[Provided text — start]

The vast majority of refugees and migrants pass through Serbia on their way to Bosnia or an attempt to enter the EU directly via Croatia, Hungary or Romania.
One of the few to stay in Serbia is Karox Pishtewan, 19, from Iraq. He arrived in the country three years ago as an unaccompanied child migrant. He has just got his Serbian passport.
“I tried to enter [the EU] via Romania but I was caught up and beaten by the police,” he told Euronews. “My private possessions were taken from me. I never tried again to go into the ‘game’, so I stayed here.”
The “game” is a term used by refugees and migrants for crossing the border into the EU without the help of smugglers.
Pishtewan is currently working as a translator since his Serbian is excellent. But he wants to take a new career path.
“I want to open my own hair salon,” he said. “Since I like the mentality of people here, it is similar to what I am used to and to go to [the] EU is impossible, I want to start my life here.”
Violence and pushbacks on the border with Croatia
For some, the chosen route into the EU is via Croatia.
But migrants and refugees crossing into the country are facing violence and being pushed back into Bosnia or Serbia.

[Provided text — finish]

_Problems to solve_
a: Can you extract the words of the passage on migrants in Serbia starting at "The vast majority" and ending at "his Serbian passport."?
b: What comes next in the passage on migrants in Serbia? Write a continuation that picks up after its last sentence.
Nothing in the rows matters here.

[Dataset extract — start]

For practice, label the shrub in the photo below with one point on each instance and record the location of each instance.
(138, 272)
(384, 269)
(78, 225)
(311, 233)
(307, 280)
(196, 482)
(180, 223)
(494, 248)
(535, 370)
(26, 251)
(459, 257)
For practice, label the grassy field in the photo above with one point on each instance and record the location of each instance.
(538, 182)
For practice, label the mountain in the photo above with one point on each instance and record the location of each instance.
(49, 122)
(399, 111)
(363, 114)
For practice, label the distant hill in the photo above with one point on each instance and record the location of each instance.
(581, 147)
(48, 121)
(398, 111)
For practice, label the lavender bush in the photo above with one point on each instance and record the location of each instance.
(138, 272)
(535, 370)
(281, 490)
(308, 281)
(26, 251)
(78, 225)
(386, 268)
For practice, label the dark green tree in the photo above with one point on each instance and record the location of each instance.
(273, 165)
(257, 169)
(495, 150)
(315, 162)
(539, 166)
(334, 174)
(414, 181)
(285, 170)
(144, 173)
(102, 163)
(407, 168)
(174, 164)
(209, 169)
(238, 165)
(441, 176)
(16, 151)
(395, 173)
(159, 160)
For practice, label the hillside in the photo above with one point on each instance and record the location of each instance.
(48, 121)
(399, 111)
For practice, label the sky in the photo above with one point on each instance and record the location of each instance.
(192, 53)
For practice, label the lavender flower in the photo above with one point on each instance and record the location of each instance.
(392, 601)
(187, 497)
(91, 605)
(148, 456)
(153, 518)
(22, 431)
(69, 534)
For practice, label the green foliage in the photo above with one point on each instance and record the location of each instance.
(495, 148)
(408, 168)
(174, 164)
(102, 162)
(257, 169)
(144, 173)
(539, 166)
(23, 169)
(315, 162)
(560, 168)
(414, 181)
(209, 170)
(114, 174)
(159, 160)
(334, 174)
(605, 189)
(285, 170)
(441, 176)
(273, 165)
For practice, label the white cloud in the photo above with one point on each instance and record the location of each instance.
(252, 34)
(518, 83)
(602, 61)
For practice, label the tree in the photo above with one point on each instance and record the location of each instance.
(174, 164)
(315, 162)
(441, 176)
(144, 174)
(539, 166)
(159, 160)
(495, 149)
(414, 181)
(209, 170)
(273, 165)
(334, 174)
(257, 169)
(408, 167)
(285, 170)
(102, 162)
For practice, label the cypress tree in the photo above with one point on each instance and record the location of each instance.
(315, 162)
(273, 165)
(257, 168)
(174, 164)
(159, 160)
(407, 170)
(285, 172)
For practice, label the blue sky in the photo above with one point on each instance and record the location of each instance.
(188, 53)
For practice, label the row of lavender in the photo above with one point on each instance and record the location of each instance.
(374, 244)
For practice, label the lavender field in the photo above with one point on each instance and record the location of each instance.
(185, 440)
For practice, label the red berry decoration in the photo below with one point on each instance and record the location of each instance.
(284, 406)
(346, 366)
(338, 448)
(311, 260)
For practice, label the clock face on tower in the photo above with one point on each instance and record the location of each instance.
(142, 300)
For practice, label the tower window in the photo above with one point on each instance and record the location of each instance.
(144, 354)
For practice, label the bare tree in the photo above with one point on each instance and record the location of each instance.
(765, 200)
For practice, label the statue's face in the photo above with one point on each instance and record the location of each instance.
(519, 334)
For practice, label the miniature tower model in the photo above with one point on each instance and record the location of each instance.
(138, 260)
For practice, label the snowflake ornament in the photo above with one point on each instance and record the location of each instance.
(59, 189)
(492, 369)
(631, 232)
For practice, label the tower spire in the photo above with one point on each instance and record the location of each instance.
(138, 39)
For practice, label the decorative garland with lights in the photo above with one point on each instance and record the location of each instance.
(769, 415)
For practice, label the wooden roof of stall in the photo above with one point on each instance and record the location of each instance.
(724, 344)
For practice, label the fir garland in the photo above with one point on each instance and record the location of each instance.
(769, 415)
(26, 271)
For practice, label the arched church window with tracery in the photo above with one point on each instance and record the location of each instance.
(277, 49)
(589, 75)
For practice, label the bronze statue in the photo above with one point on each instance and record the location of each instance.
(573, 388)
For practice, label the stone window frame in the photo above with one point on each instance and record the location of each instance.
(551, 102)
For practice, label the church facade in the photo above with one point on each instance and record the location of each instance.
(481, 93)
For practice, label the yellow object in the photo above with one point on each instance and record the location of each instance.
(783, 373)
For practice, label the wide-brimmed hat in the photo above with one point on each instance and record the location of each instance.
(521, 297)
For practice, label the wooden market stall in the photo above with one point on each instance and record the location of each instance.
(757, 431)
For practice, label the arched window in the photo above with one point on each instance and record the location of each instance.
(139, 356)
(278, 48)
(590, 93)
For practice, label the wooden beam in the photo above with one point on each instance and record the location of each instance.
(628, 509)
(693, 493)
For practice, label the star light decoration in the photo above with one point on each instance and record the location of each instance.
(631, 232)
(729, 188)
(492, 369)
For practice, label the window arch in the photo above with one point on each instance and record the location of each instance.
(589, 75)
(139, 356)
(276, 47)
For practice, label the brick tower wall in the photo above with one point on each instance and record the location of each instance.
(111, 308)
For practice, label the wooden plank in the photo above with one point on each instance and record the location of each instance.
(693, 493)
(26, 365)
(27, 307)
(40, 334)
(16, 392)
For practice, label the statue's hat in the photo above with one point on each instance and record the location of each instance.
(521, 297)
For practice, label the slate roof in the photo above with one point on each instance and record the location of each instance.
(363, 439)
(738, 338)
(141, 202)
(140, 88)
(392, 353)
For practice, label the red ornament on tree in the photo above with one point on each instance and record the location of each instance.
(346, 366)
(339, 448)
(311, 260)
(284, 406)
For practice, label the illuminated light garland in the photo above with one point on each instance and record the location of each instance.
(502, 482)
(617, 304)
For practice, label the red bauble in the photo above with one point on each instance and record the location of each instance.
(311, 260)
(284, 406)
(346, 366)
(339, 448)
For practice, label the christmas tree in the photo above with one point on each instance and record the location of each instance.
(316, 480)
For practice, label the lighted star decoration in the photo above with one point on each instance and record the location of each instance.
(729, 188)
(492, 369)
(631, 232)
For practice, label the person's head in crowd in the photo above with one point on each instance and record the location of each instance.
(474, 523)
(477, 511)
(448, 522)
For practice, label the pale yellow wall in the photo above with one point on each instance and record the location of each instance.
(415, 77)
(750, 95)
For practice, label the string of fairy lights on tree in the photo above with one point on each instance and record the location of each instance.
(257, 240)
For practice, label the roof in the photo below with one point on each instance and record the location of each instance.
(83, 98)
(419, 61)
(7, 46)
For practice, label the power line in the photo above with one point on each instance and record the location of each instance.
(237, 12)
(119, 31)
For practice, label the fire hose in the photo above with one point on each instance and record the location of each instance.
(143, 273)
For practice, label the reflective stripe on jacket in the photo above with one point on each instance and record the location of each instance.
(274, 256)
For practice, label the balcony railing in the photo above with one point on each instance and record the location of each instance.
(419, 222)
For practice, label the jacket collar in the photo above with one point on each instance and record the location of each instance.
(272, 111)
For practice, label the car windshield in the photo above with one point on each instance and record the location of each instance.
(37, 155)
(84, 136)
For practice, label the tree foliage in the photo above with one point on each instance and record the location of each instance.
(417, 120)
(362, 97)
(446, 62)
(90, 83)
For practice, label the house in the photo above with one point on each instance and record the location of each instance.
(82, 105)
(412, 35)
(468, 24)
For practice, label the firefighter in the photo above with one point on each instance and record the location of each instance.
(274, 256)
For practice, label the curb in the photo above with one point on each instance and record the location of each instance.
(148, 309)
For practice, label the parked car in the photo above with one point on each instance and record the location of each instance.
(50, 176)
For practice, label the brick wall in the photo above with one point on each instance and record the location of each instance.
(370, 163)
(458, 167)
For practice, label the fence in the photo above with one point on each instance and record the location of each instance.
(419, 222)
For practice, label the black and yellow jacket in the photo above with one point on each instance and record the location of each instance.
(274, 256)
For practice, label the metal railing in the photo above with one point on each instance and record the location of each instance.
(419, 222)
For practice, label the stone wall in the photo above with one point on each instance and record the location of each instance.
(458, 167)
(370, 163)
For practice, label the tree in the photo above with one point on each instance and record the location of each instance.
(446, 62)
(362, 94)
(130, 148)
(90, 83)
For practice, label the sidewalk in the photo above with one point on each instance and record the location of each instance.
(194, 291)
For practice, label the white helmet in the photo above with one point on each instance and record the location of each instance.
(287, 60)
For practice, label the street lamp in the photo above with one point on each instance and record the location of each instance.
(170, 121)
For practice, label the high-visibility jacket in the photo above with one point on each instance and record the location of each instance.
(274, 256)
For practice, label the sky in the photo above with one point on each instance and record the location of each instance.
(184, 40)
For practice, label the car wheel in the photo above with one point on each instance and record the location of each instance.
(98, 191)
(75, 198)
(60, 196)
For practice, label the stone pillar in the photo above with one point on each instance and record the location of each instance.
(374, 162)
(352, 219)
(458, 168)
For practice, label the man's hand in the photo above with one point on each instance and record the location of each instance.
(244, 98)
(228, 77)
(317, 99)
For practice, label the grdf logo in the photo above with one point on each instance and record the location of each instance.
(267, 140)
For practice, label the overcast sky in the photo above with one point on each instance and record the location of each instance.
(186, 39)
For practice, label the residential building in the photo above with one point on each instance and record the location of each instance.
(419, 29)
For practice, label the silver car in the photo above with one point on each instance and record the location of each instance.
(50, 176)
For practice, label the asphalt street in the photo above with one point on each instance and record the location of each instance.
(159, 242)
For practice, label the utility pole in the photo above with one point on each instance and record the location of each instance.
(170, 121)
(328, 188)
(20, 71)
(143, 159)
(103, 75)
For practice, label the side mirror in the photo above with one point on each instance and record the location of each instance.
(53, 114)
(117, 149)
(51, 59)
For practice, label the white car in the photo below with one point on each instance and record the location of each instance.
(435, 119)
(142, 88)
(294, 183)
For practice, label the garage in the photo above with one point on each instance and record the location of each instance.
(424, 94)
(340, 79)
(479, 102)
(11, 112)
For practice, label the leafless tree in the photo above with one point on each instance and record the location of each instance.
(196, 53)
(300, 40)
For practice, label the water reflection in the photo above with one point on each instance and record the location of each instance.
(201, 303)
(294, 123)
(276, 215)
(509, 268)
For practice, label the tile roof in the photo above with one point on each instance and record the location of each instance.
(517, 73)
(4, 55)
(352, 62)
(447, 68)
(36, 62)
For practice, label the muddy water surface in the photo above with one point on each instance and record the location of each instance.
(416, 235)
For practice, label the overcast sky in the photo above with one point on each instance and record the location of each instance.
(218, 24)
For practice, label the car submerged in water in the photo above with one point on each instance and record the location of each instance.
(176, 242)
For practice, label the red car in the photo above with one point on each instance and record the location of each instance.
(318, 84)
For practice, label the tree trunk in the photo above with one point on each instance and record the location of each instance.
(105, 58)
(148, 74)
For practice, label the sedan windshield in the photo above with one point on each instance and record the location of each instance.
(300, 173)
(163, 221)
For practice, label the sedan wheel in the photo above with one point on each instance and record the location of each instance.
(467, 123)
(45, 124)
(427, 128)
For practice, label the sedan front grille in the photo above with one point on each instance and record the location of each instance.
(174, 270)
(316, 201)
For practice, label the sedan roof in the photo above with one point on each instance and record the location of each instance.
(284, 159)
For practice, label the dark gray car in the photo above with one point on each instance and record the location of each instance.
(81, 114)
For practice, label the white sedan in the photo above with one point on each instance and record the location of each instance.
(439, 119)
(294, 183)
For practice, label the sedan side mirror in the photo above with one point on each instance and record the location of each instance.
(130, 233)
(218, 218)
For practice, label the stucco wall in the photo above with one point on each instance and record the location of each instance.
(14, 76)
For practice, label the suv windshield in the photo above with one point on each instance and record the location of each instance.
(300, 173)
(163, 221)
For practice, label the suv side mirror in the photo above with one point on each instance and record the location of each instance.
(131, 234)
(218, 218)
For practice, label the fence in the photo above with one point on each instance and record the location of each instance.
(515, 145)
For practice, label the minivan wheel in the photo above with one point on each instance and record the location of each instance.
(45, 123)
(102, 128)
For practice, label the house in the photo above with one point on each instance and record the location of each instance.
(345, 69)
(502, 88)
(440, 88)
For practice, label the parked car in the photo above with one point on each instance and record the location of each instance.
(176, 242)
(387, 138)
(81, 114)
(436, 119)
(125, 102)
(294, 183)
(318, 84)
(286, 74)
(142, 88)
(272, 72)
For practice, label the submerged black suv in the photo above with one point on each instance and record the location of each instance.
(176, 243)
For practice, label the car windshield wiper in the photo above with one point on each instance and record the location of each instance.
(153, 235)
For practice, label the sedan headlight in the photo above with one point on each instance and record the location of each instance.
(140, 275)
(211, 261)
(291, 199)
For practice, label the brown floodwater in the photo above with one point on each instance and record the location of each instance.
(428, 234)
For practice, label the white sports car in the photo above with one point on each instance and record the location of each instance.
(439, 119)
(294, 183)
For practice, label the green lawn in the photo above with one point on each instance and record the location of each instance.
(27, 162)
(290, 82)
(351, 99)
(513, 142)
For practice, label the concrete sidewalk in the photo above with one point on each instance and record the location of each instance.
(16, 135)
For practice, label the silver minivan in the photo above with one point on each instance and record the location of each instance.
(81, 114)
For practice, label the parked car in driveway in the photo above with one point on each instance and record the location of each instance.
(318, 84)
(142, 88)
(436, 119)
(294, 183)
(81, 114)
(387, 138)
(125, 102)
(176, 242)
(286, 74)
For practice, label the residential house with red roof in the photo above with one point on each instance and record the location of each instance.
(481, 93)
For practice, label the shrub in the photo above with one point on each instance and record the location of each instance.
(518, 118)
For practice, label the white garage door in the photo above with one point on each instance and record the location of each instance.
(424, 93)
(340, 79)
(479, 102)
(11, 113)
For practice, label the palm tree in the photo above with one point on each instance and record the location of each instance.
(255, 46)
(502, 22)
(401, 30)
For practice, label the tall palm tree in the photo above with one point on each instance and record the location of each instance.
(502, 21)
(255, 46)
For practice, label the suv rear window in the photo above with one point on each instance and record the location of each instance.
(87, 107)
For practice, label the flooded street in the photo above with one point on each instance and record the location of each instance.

[Dataset extract — finish]

_Responses by item number_
a:
The vast majority of refugees and migrants pass through Serbia on their way to Bosnia or an attempt to enter the EU directly via Croatia, Hungary or Romania.
One of the few to stay in Serbia is Karox Pishtewan, 19, from Iraq. He arrived in the country three years ago as an unaccompanied child migrant. He has just got his Serbian passport.

b:
“When ‘caught’ at the green borders, as the official borders are sealed and inaccessible, they are usually denied asylum, physically abused, emotionally threatened, with their possessions taken away, and kicked out, that is pushed back to Serbia and Bosnia”, said Emina Buzinkic, an activist with the Transbalkan Solidarity Group and former president of Croatia’s Council for Civil Society Development.
Buzinkic added that pushbacks are not only happening at the Croatia-Serbia or Croatia-Bosnia border but all the way from Germany, Austria and Hungary.
She says refugees and migrants are facing numerous problems along the Balkan route.
“From confinement in the camps amid the pandemic with no access to soap and hot water to abuse by security guards, lack of nutritious food, violence among migrants themselves caused by the horrific conditions, protracted uncertainty and the number of people being thrown to the streets and woods with no support.”
‘Migrants will die in Bosnia if nothing is done’
There are around 4,700 migrants and refugees on the Bosnia-Croatia border, according to the International Organization for Migration (IOM).
Around 1,500 people of them are facing spending Christmas Day camping out in sub-zero conditions near the frontier.
Peter Van Der Auweraert, IOM’s representative in Bosnia and Herzegovina, told Euronews he feared people would die if nothing was done.
He said there are a further 1,400 migrants in the Lipa camp in the northwest of the country, which has been much criticised for its substandard conditions.
“We are obviously very concerned and we are increasing humanitarian assistance to them (blankets, food parcels etc) but it’s like putting a band-aid plaster: if someone is bleeding badly it’s not going to be much help,” he said.
Van Der Auweraert said authorities had failed to connect running water or electricity and that the camp would be closed down shortly.
Ahmad, who says he’s from Afghanistan, is one of those with experience of the situation on the Bosnia-Croatia border.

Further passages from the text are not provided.